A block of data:

——————————

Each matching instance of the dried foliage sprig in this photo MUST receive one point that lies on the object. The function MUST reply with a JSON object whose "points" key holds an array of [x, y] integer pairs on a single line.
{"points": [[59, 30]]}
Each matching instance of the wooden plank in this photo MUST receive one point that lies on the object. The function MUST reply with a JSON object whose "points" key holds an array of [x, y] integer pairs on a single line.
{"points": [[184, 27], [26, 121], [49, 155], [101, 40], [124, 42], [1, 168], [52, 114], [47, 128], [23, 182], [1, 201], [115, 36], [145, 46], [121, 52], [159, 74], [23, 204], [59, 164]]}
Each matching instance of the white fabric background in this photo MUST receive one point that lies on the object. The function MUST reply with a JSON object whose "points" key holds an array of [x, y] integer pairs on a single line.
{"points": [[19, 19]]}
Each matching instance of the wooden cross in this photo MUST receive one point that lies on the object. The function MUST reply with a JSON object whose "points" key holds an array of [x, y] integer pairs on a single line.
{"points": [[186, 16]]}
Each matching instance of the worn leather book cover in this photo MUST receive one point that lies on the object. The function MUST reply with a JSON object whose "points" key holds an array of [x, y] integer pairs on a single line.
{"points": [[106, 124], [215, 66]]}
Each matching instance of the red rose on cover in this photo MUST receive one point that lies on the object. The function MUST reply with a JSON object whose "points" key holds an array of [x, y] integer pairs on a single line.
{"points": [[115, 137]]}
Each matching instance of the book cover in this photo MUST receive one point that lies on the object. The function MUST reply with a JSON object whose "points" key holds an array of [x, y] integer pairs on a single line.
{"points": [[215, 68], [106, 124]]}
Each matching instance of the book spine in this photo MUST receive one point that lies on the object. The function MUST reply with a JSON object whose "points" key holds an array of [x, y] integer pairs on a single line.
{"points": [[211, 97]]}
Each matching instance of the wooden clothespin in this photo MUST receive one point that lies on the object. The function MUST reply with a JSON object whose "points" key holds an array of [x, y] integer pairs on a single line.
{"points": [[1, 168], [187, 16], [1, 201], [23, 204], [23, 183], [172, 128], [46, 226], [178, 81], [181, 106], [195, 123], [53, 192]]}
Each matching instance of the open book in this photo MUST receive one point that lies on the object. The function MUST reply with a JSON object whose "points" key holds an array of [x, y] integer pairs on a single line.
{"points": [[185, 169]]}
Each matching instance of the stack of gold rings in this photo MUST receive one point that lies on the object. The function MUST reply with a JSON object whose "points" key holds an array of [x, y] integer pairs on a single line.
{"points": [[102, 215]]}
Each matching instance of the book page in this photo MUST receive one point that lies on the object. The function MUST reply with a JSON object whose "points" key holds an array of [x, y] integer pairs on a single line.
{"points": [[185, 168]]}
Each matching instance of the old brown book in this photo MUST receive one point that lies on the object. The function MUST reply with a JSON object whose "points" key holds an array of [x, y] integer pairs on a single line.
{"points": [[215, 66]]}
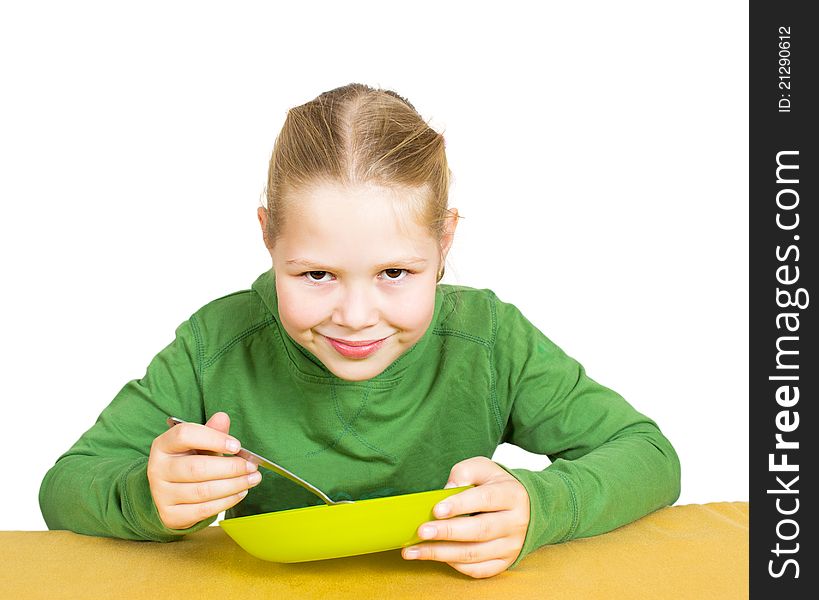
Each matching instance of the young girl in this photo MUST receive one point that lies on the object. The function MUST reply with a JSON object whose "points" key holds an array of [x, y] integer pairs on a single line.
{"points": [[349, 363]]}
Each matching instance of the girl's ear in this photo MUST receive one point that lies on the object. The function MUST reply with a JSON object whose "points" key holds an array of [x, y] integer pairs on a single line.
{"points": [[450, 224], [261, 214]]}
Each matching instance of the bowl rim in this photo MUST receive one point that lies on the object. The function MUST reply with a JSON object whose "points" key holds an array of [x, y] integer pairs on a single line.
{"points": [[290, 511]]}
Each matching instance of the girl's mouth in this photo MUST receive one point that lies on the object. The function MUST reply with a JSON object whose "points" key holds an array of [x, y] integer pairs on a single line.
{"points": [[360, 350]]}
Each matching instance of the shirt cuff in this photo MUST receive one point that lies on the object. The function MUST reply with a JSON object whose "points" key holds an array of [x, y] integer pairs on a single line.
{"points": [[553, 509]]}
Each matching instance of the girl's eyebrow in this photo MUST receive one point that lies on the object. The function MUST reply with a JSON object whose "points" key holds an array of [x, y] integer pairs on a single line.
{"points": [[407, 260]]}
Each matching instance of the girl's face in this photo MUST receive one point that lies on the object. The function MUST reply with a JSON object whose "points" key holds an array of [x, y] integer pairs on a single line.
{"points": [[350, 270]]}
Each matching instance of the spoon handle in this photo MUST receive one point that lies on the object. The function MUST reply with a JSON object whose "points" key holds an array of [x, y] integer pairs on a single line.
{"points": [[261, 461]]}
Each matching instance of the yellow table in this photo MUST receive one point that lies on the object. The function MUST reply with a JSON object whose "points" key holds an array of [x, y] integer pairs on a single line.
{"points": [[697, 551]]}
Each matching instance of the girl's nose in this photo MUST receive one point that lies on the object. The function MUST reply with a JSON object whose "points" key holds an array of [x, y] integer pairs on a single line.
{"points": [[357, 308]]}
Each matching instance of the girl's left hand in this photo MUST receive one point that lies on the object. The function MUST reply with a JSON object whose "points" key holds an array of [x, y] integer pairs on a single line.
{"points": [[485, 544]]}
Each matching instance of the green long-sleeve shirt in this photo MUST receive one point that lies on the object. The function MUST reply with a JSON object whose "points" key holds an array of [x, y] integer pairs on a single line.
{"points": [[481, 375]]}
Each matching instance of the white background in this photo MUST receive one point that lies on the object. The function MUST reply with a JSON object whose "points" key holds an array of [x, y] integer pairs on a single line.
{"points": [[599, 152]]}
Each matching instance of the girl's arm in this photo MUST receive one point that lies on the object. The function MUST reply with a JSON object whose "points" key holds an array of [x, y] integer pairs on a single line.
{"points": [[610, 464], [100, 486]]}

——————————

* **TASK TO CARRY OUT**
Give back exactly the lines running from the line containing "Each matching instance of the white background" through the end of the material above, both included, and nothing beyond them.

* **TASK OUTPUT**
Each matching instance of the white background in this photo MUST receive one point that lies on the object. The function MUST reply with a JSON object whose "points" key holds an array of [x, y] integer pairs on a single line.
{"points": [[599, 152]]}
Each matching instance of the girl's arm in this photo MUST receive one point that lies on the object. The function MUST reply with a JSON object whose "points" key holds an array of [x, y] integer pairs on a single line.
{"points": [[610, 464], [100, 486]]}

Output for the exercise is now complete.